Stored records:
*** Begin section ***
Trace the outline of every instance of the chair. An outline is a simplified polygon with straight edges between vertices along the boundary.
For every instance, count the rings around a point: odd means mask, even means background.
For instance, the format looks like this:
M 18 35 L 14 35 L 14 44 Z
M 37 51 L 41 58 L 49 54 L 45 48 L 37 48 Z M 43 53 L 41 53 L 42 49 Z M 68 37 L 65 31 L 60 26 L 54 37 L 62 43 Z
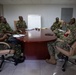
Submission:
M 4 64 L 4 62 L 6 60 L 10 61 L 8 58 L 10 56 L 8 56 L 9 54 L 13 54 L 13 52 L 11 53 L 11 47 L 9 46 L 9 44 L 5 43 L 5 42 L 0 42 L 0 72 L 2 71 L 2 66 Z M 13 60 L 14 62 L 14 60 Z
M 57 55 L 58 57 L 61 57 L 60 59 L 64 60 L 63 62 L 63 65 L 62 65 L 62 71 L 65 72 L 66 71 L 66 67 L 67 67 L 67 63 L 70 62 L 74 65 L 76 65 L 76 55 L 74 56 L 71 56 L 71 57 L 68 57 L 68 56 L 65 56 L 64 54 L 62 53 L 59 53 Z M 71 60 L 72 59 L 72 60 Z
M 14 27 L 15 27 L 15 30 L 17 30 L 16 28 L 16 23 L 17 23 L 18 20 L 14 21 Z

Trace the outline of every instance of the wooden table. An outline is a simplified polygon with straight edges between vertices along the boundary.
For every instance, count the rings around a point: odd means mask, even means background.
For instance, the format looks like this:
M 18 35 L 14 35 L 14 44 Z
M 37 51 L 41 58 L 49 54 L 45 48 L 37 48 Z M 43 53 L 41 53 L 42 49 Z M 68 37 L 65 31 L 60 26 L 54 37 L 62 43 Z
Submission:
M 24 32 L 24 35 L 25 36 L 17 39 L 23 43 L 26 59 L 49 58 L 47 42 L 54 41 L 56 39 L 56 36 L 50 29 L 32 29 Z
*** End section ***
Output the entries above exactly, without their pictures.

** EXERCISE RESPONSE **
Trace the outline of every instance of the chair. An outline is a simplified polygon with straight edges between vertices along the boundary.
For every instance, count the rings around a point: odd means mask, even means background.
For instance, the format looks like this:
M 18 35 L 14 35 L 14 44 Z
M 37 51 L 41 58 L 49 54 L 45 48 L 37 48 Z M 43 53 L 41 53 L 42 49 Z M 68 37 L 65 31 L 60 26 L 54 37 L 62 43 Z
Submission:
M 4 64 L 4 62 L 6 60 L 10 61 L 8 58 L 10 56 L 8 56 L 9 54 L 13 54 L 13 52 L 11 53 L 11 47 L 9 46 L 9 44 L 5 43 L 5 42 L 0 42 L 0 72 L 2 71 L 2 66 Z M 13 60 L 14 62 L 14 60 Z
M 57 55 L 58 57 L 61 57 L 60 59 L 64 60 L 63 62 L 63 65 L 62 65 L 62 71 L 65 72 L 66 71 L 66 67 L 67 67 L 67 63 L 70 62 L 74 65 L 76 65 L 76 55 L 74 56 L 71 56 L 71 57 L 68 57 L 68 56 L 65 56 L 64 54 L 62 53 L 59 53 Z M 71 60 L 72 59 L 72 60 Z
M 14 27 L 15 27 L 15 30 L 17 30 L 16 28 L 16 23 L 17 23 L 18 20 L 14 21 Z

Trace the outline of every instance of the wooden table. An outline is a simplified polygon with straight edges between vertices along the boundary.
For every instance, count the rings around a point: odd means mask, even means background.
For instance, the format looks like this:
M 18 35 L 14 35 L 14 44 Z
M 37 51 L 41 58 L 49 54 L 45 48 L 37 48 Z M 43 53 L 41 53 L 42 49 Z M 68 37 L 65 31 L 60 26 L 54 37 L 62 43 Z
Submission:
M 24 32 L 24 35 L 25 36 L 17 39 L 23 43 L 26 59 L 49 58 L 47 42 L 54 41 L 56 39 L 56 36 L 50 29 L 32 29 Z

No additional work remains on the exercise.